• Directive: Locate each line below that contains the string "shore" and copy those lines in full. Matching is case-sensitive.
________
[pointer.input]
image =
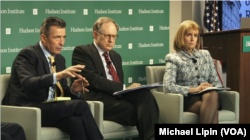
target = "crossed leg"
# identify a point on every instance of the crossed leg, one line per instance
(207, 108)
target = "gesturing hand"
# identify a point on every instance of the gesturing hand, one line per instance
(134, 85)
(203, 86)
(80, 84)
(70, 72)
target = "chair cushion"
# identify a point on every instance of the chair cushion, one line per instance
(110, 126)
(225, 116)
(52, 133)
(190, 118)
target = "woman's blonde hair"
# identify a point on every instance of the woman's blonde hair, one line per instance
(183, 29)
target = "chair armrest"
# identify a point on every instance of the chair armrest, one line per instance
(91, 107)
(170, 106)
(98, 109)
(230, 100)
(28, 117)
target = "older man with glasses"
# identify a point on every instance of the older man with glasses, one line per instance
(105, 75)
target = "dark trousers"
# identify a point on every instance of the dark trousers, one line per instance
(73, 117)
(12, 131)
(135, 108)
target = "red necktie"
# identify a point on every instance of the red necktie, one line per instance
(111, 68)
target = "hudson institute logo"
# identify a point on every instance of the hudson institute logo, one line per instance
(85, 11)
(247, 43)
(8, 31)
(130, 11)
(35, 12)
(78, 29)
(130, 46)
(12, 11)
(130, 28)
(150, 11)
(151, 28)
(107, 11)
(59, 11)
(151, 61)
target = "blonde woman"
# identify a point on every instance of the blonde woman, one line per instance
(191, 70)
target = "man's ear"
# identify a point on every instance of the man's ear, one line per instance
(43, 38)
(95, 34)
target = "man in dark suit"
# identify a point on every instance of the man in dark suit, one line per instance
(32, 82)
(106, 77)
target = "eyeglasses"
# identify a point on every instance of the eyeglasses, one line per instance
(109, 36)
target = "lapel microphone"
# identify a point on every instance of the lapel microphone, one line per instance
(109, 62)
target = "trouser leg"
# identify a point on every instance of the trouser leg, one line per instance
(68, 113)
(147, 111)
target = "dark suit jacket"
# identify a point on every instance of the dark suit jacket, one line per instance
(94, 72)
(31, 78)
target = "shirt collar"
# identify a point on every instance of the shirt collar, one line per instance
(46, 53)
(185, 55)
(99, 49)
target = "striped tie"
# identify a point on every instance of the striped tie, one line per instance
(111, 68)
(53, 70)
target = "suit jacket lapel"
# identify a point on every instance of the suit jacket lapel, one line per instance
(45, 62)
(116, 64)
(98, 60)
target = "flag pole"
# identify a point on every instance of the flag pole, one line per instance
(214, 15)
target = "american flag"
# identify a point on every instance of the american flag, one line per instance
(211, 16)
(211, 24)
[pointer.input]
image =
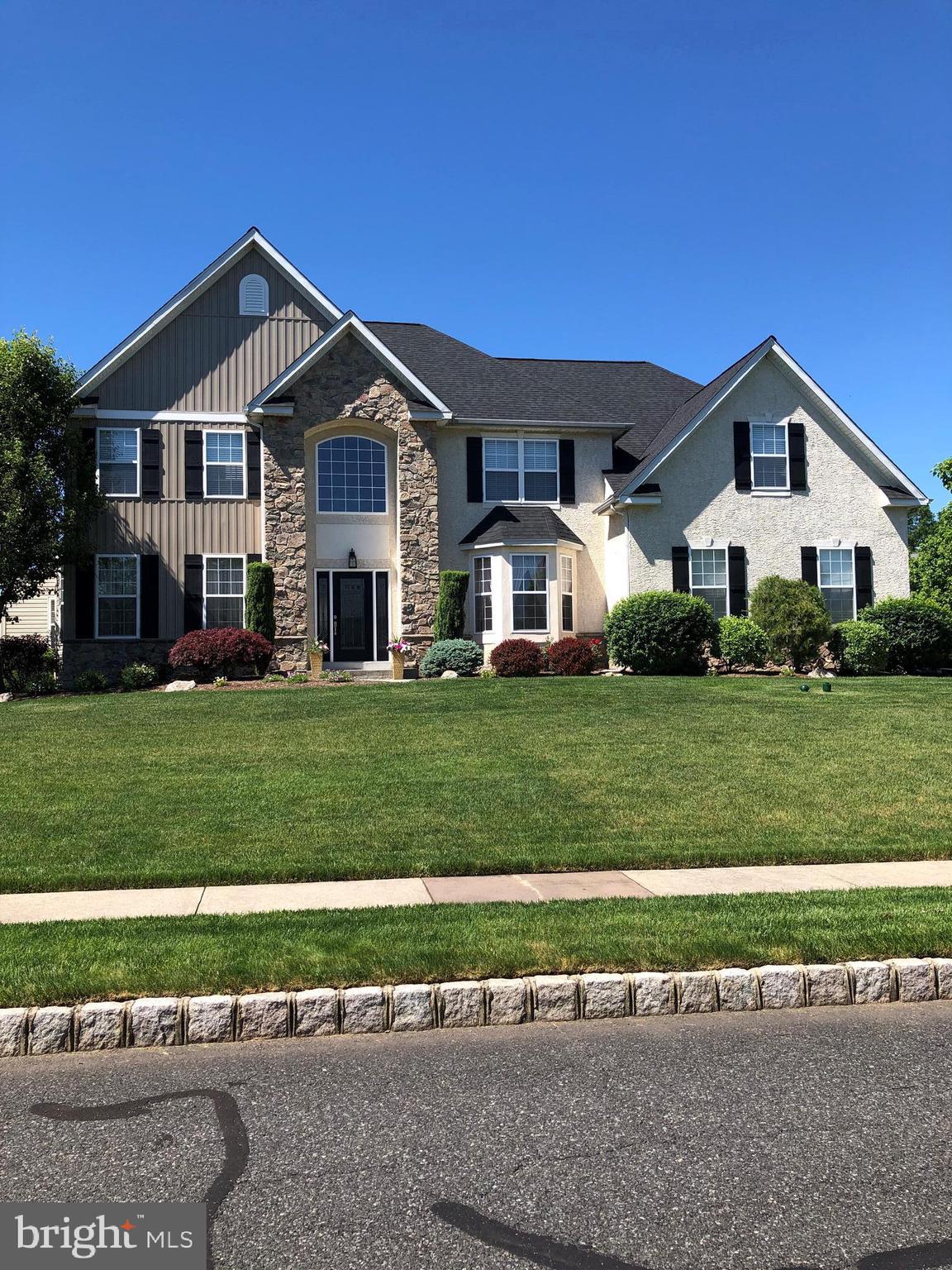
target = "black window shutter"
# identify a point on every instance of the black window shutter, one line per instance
(151, 442)
(738, 580)
(741, 455)
(681, 569)
(796, 435)
(84, 599)
(566, 471)
(194, 594)
(474, 469)
(254, 464)
(194, 469)
(149, 575)
(864, 578)
(809, 566)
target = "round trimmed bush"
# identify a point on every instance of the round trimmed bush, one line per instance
(516, 658)
(571, 656)
(743, 642)
(793, 616)
(919, 633)
(660, 633)
(861, 648)
(451, 654)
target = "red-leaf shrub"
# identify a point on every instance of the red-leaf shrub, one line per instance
(516, 658)
(218, 652)
(571, 656)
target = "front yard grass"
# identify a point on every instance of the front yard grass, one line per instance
(69, 962)
(470, 776)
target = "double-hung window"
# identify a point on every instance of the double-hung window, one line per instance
(708, 577)
(568, 585)
(224, 591)
(117, 596)
(530, 594)
(483, 594)
(838, 582)
(225, 464)
(521, 471)
(117, 461)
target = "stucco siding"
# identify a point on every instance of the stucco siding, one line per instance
(700, 499)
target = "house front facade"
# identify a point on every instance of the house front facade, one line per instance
(249, 418)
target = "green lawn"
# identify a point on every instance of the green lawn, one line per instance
(66, 962)
(470, 776)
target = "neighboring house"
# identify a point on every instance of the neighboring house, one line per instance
(249, 418)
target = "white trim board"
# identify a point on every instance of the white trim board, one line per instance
(201, 282)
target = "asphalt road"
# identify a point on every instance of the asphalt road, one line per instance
(816, 1139)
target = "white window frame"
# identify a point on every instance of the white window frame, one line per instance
(513, 594)
(117, 556)
(225, 432)
(206, 597)
(343, 436)
(532, 502)
(120, 427)
(836, 547)
(771, 423)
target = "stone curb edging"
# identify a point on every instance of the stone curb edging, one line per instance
(163, 1021)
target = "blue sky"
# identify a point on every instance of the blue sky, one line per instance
(663, 180)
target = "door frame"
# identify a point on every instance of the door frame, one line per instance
(372, 575)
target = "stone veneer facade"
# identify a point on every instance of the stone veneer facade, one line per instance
(348, 383)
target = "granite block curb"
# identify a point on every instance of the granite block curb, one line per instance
(414, 1007)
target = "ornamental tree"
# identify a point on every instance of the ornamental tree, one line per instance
(47, 475)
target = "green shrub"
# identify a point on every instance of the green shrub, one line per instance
(451, 654)
(660, 633)
(743, 642)
(861, 648)
(135, 676)
(450, 618)
(919, 633)
(90, 681)
(793, 615)
(259, 599)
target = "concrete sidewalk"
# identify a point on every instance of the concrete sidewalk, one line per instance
(521, 888)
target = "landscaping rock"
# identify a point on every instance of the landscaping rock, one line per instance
(697, 992)
(210, 1020)
(461, 1004)
(51, 1030)
(781, 987)
(506, 1001)
(102, 1025)
(916, 981)
(364, 1010)
(13, 1032)
(828, 986)
(604, 995)
(412, 1007)
(263, 1016)
(154, 1021)
(873, 982)
(738, 990)
(556, 999)
(317, 1011)
(654, 993)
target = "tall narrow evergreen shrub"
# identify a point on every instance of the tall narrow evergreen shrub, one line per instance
(259, 599)
(450, 621)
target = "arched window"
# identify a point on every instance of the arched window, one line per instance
(352, 475)
(253, 296)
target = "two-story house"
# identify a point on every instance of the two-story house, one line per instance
(249, 418)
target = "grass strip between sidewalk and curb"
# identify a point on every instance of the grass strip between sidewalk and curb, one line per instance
(51, 963)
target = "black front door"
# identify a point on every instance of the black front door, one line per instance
(353, 618)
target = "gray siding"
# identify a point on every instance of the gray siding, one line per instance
(210, 358)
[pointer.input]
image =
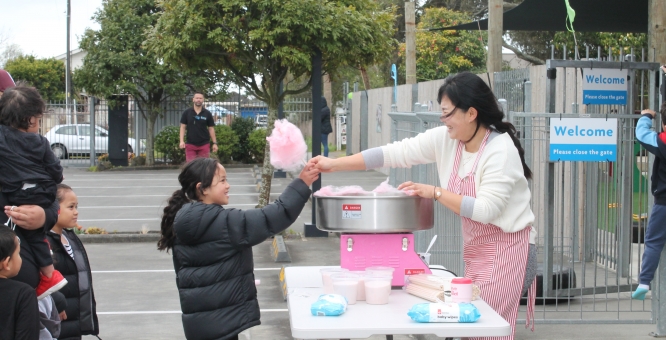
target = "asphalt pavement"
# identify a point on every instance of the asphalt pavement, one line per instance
(135, 284)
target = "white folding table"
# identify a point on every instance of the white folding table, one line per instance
(362, 320)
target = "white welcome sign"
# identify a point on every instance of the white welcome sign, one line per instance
(583, 139)
(605, 86)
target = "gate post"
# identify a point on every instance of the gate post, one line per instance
(91, 109)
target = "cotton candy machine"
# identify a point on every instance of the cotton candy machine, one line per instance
(377, 230)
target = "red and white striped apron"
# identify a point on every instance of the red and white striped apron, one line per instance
(494, 260)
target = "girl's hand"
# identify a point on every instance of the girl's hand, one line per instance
(29, 217)
(309, 174)
(422, 190)
(322, 164)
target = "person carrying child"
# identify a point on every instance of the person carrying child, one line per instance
(19, 318)
(212, 247)
(71, 259)
(29, 172)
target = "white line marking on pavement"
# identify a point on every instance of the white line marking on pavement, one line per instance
(132, 271)
(156, 271)
(175, 312)
(121, 219)
(152, 206)
(137, 179)
(156, 186)
(165, 196)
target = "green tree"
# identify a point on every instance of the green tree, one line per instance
(46, 75)
(259, 42)
(118, 63)
(440, 53)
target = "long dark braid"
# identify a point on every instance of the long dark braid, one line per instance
(466, 90)
(200, 170)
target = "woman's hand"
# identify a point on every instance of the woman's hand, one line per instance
(422, 190)
(323, 164)
(648, 111)
(309, 174)
(29, 217)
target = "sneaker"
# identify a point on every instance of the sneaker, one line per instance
(48, 286)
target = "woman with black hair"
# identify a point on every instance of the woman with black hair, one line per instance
(212, 247)
(482, 165)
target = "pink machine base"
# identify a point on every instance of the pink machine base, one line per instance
(386, 250)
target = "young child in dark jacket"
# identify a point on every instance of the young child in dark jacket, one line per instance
(71, 259)
(29, 172)
(212, 247)
(655, 235)
(19, 318)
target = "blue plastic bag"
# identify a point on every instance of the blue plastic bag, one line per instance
(444, 312)
(329, 305)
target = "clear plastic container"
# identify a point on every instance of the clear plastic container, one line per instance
(380, 271)
(360, 293)
(326, 278)
(377, 289)
(346, 284)
(461, 290)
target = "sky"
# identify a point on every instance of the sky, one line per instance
(39, 27)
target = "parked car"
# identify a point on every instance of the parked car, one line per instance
(74, 139)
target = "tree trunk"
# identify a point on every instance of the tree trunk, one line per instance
(366, 80)
(150, 137)
(657, 30)
(267, 169)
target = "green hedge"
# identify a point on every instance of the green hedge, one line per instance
(168, 143)
(227, 143)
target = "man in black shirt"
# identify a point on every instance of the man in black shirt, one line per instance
(200, 128)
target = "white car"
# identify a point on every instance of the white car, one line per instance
(70, 139)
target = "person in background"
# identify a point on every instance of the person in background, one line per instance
(29, 172)
(481, 162)
(19, 318)
(212, 247)
(71, 259)
(326, 127)
(655, 234)
(199, 126)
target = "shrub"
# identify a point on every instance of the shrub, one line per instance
(242, 127)
(227, 142)
(168, 143)
(257, 141)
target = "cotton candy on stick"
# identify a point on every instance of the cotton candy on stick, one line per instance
(288, 148)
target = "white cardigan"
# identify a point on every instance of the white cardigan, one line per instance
(502, 192)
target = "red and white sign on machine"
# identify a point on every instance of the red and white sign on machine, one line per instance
(351, 211)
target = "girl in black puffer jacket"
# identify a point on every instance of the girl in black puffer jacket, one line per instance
(71, 259)
(212, 247)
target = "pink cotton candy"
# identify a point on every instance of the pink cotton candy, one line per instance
(288, 148)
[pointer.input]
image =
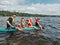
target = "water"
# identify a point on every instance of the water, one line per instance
(49, 36)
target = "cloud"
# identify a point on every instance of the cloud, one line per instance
(38, 8)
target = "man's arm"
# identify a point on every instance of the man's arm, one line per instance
(9, 23)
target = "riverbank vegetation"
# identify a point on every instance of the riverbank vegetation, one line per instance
(8, 13)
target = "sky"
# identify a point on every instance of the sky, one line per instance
(49, 7)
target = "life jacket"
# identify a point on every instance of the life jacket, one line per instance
(30, 24)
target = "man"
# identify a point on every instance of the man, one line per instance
(10, 21)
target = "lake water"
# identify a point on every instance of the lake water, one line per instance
(48, 36)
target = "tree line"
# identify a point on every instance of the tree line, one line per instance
(8, 13)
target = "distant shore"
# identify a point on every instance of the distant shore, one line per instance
(8, 13)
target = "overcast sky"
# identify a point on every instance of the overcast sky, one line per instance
(32, 6)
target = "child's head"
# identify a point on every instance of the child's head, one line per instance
(37, 19)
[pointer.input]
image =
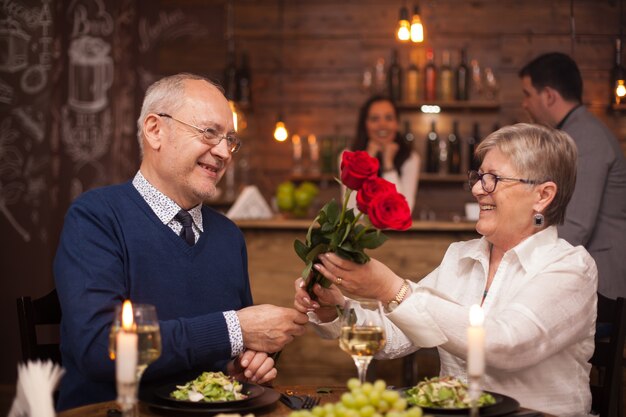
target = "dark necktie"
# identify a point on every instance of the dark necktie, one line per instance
(187, 232)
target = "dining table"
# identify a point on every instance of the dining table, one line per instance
(274, 409)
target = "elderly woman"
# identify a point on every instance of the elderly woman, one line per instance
(537, 291)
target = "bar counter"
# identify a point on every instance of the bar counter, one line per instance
(274, 266)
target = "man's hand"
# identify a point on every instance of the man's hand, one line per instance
(252, 366)
(268, 328)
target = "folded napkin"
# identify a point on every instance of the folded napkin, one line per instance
(36, 382)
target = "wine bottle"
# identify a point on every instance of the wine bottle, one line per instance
(462, 78)
(409, 137)
(430, 76)
(412, 78)
(618, 73)
(230, 78)
(394, 78)
(454, 150)
(432, 149)
(446, 78)
(472, 141)
(244, 94)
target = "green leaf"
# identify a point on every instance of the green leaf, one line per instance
(301, 249)
(312, 255)
(372, 240)
(307, 271)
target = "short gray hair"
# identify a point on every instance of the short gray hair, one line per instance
(166, 95)
(538, 153)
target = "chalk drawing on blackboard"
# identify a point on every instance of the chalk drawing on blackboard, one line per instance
(86, 136)
(168, 26)
(11, 162)
(34, 127)
(90, 74)
(35, 78)
(14, 43)
(6, 93)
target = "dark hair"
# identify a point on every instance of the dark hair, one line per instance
(558, 71)
(361, 140)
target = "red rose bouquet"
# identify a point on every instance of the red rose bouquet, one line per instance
(346, 233)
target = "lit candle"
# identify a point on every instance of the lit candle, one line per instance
(476, 343)
(313, 148)
(126, 347)
(297, 147)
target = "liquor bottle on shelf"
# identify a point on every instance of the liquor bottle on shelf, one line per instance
(462, 77)
(618, 89)
(411, 94)
(446, 78)
(379, 76)
(432, 149)
(244, 94)
(430, 76)
(408, 135)
(472, 141)
(394, 78)
(230, 78)
(454, 150)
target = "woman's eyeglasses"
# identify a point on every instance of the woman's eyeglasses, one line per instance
(489, 181)
(211, 136)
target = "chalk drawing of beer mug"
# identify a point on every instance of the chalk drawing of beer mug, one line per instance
(91, 74)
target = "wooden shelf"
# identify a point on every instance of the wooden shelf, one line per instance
(451, 105)
(442, 178)
(312, 177)
(618, 107)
________
• Full response:
target = "distant shore"
# identify a point on every instance of the distant shore, one line per instance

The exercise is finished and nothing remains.